**EXERCISE OBJECTIVE**
Swap "building roof" for "rooftop" in the part of the records that opens with the line containing "Does it include any building" and closes with the line containing "412;123;450;140". Write out only those lines, with nothing else changed.

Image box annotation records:

— Begin —

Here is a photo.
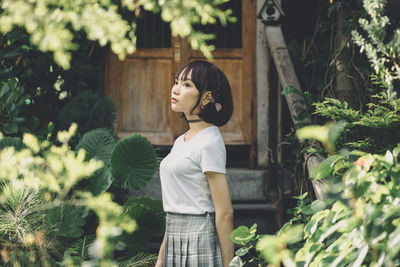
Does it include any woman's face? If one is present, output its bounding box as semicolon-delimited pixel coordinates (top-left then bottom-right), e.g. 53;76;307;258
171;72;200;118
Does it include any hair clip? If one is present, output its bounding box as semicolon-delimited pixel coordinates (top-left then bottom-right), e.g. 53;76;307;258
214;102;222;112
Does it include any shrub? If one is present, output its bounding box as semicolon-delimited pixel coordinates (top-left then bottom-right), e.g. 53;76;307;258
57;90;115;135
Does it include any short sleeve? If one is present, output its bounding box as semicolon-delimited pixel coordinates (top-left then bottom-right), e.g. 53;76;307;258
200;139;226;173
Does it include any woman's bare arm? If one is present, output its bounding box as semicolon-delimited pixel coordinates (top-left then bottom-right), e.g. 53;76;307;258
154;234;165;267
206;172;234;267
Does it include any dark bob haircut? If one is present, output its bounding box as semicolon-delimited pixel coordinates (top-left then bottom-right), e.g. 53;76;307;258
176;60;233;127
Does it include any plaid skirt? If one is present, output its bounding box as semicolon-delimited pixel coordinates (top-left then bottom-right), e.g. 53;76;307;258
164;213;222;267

— End —
— Begin —

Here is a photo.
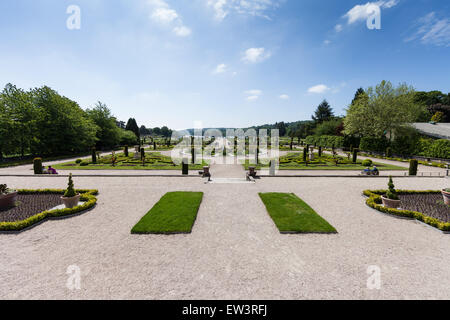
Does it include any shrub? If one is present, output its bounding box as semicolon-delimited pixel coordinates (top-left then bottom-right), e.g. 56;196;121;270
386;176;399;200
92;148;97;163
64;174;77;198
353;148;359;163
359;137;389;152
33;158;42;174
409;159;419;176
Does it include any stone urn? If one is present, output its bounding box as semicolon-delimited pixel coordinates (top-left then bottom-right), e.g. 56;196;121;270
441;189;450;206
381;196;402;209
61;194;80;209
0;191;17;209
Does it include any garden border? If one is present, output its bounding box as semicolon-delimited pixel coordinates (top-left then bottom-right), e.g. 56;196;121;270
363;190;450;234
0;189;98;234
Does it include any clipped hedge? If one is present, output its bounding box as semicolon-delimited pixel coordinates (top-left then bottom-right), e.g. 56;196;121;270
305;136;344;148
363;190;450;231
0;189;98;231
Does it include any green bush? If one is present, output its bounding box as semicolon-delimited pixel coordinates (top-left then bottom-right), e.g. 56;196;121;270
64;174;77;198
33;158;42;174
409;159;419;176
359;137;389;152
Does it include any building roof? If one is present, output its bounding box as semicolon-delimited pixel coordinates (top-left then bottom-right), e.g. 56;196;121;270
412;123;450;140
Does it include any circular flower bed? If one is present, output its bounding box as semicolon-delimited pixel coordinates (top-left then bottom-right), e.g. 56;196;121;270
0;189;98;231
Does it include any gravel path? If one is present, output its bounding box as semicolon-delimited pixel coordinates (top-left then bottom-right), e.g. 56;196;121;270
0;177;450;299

— End —

**SOLVED PROBLEM**
Does it include any rooftop? If one is present, output its bounding box as semicolon-delimited pixel coordinates (top-left then bottom-right), e.g. 56;196;121;270
412;123;450;140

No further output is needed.